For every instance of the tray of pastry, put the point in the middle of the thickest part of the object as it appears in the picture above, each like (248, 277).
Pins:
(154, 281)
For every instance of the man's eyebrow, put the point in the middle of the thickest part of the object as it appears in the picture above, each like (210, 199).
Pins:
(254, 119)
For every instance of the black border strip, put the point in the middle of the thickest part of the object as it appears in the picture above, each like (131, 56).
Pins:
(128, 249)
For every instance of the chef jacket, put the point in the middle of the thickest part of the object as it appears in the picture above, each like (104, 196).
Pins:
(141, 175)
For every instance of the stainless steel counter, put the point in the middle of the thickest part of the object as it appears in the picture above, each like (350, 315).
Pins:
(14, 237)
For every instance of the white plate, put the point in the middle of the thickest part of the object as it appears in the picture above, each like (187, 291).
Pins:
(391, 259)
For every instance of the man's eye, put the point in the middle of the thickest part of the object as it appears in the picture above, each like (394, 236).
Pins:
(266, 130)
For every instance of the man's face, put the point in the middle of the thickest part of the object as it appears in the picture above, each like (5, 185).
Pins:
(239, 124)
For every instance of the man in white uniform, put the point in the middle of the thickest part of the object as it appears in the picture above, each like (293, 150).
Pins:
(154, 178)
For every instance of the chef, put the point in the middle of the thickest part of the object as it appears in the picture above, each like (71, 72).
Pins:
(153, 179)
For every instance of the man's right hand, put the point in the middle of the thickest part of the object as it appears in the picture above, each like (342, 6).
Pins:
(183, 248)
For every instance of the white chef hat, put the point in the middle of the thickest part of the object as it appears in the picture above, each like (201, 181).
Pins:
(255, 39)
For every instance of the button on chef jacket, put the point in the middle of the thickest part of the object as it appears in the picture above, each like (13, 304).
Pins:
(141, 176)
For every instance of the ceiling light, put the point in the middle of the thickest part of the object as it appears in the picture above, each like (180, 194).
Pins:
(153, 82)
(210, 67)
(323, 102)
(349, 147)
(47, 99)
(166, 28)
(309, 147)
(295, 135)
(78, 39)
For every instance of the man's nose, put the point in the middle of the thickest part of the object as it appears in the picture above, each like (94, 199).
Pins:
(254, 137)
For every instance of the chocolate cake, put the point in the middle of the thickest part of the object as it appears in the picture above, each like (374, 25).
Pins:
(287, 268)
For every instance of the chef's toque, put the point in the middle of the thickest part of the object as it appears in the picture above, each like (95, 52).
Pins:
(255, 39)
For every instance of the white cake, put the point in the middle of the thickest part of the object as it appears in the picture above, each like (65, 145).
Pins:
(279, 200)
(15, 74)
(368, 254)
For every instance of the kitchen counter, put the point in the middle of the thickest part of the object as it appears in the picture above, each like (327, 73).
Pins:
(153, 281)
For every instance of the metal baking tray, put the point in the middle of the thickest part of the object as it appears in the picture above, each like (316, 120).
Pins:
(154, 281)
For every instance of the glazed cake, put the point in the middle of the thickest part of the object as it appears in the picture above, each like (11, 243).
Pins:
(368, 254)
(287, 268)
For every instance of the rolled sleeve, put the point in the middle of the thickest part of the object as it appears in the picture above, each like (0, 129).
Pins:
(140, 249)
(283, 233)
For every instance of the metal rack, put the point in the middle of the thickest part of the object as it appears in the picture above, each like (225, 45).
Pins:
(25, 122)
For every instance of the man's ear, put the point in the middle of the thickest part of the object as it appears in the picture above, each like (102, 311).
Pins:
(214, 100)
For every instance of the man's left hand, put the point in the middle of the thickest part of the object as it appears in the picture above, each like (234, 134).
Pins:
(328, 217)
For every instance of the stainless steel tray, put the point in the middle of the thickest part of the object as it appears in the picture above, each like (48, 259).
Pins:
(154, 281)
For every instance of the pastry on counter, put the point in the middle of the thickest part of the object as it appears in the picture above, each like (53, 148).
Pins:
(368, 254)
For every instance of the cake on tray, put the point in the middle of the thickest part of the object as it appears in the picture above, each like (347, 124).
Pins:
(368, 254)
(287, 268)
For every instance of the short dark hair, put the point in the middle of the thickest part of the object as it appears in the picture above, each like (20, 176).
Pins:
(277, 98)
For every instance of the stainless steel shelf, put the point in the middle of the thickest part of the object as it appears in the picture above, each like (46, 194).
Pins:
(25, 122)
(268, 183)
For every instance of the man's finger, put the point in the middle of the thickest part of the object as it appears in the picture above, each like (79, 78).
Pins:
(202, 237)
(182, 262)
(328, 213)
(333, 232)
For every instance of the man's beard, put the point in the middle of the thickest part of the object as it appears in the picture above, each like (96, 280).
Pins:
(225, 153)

--- --- ---

Return every line above exactly.

• ANSWER TO THE EXERCISE:
For every instance of the tray of pastry, put the point in the middle of the thickest part of the object as it appears in the picture above, each like (248, 277).
Pins:
(154, 281)
For every instance of the man's eyebrow, put the point in the middle of the thickest part of the object as it appears in the picture above, each like (210, 199).
Pins:
(254, 119)
For every instance of the black border strip, put the point in the middle of the thickest part of the object as it appears in the picture above, each like (131, 56).
Pins:
(128, 249)
For every instance of the chef jacket, put the point in the middle of the thickest part of the object as it appears in the picture above, each like (104, 196).
Pins:
(141, 175)
For every instance of the stainless steel counter, put the point in the middle of the thickest part of the object as it appears in the picture above, each like (350, 315).
Pins:
(14, 237)
For every instance of the white plate, put the point in the middle of the thickest part of the object as it appears in the picture above, each like (187, 291).
Pins:
(391, 259)
For every instance of the man's eye, put the point in the middle of the thickest part of the object as it appears in the picture above, each like (394, 236).
Pins:
(266, 130)
For every instance of the man's face, put the point in the middle of the thickest part of the object as it appears in the picture above, each like (5, 185).
Pins:
(239, 124)
For every instance of the man in white uniform, put the point in the middle of the thickest part of the object as it appears in the picture above, each like (293, 150).
Pins:
(154, 178)
For every instance of the chef, put the point in the middle of the thickest part of the object as it appears in the picture above, each like (71, 72).
Pins:
(153, 179)
For every instance of the man's right hand, put the point in the middle of the thickest part of the object as it appears in the picture above, each like (342, 6).
Pins:
(183, 248)
For every instance of the white chef hat, put the point in the middle of the thickest part of the object as it appears in the picture above, each like (201, 181).
Pins:
(255, 39)
For every instance of the button on chef jacket, put the point in the middle of the thickest part of the object as it appears in the picture above, each like (13, 304).
Pins:
(141, 176)
For every instance of the ceiling light, put the point in the middle of the thickest part of the object as it appears in the picture above, each like (180, 194).
Pins:
(153, 82)
(210, 67)
(323, 102)
(349, 147)
(47, 99)
(166, 28)
(309, 147)
(295, 135)
(78, 39)
For every instance of the man's nose, put the point in the middle of the thickest part of the object as it appears in the picture above, each like (94, 199).
Pins:
(254, 137)
For every instance of the chocolate cake, put the point in the middle of the thickest part of the object as it appears in the picture above, each like (374, 25).
Pins:
(287, 268)
For every instance of the chef's toque, put the point in the middle of the thickest part of the object as it appears in the picture above, each like (95, 52).
Pins:
(255, 39)
For every instance of the white cake, put the point in the middle of the thickest part of the object as it appears in the picture above, each like (65, 145).
Pins:
(279, 200)
(15, 74)
(368, 254)
For every instance of the kitchen counter, put the point in the middle of the thickest part of the object as it appears in the picture above, each like (327, 73).
Pins:
(153, 281)
For every instance of the metal baking tray, put the point in the middle of the thickest part of the object as it appears in the picture above, each like (316, 120).
Pins:
(154, 281)
For every instance of the glazed cake, put the point in the middle of the thickest part of the object as it appears in the picture above, each like (11, 243).
Pins:
(368, 254)
(287, 268)
For every instance of the rolled sleeve, put the point in the middle of the thickest part of the object as it appears in the picture above, each like (0, 129).
Pins:
(140, 249)
(283, 233)
For every instance of the metal rack, put the point in the middle of the thickest part of the object as it appears in the picture above, each like (225, 45).
Pins:
(25, 122)
For every instance of the man's ear, put the point in the middle of the thickest part of the object as it appears in the picture above, each like (102, 311).
Pins:
(214, 100)
For every instance of the man's left hand, put the point in the middle of the thickest part of the object as it appears in the picture above, each like (234, 134).
Pins:
(328, 217)
For every instance of the stainless steel tray, put the point in the middle of the thickest part of the object as it appears in the picture above, each like (48, 259).
Pins:
(154, 281)
For every instance of the pastry on counter, put the point in the middle of the thickest part of the object as it appears in the picture above, each like (53, 148).
Pins:
(368, 254)
For every instance of the cake on tray, put the point in the middle of the thickest part of the object as it appears in the picture above, each like (347, 124).
Pins:
(368, 254)
(287, 268)
For every instance of the short dark hair, put the point in the middle of the thickest part of the object as it appears in the picture above, each like (20, 176).
Pins:
(277, 98)
For every instance of the stainless steel shelf, put the point in the middle of the thickest part of the object as it appears in the picture above, each like (46, 194).
Pins:
(25, 122)
(268, 183)
For every instance of the man's finger, put the point in the middle of the thickest part of the object as it appears in the picture above, each like (79, 78).
Pins:
(202, 237)
(182, 262)
(328, 213)
(333, 232)
For every instance of the man's beard, put the point in the middle of the thickest part of the object as it appears in the picture above, each like (96, 280).
Pins:
(225, 153)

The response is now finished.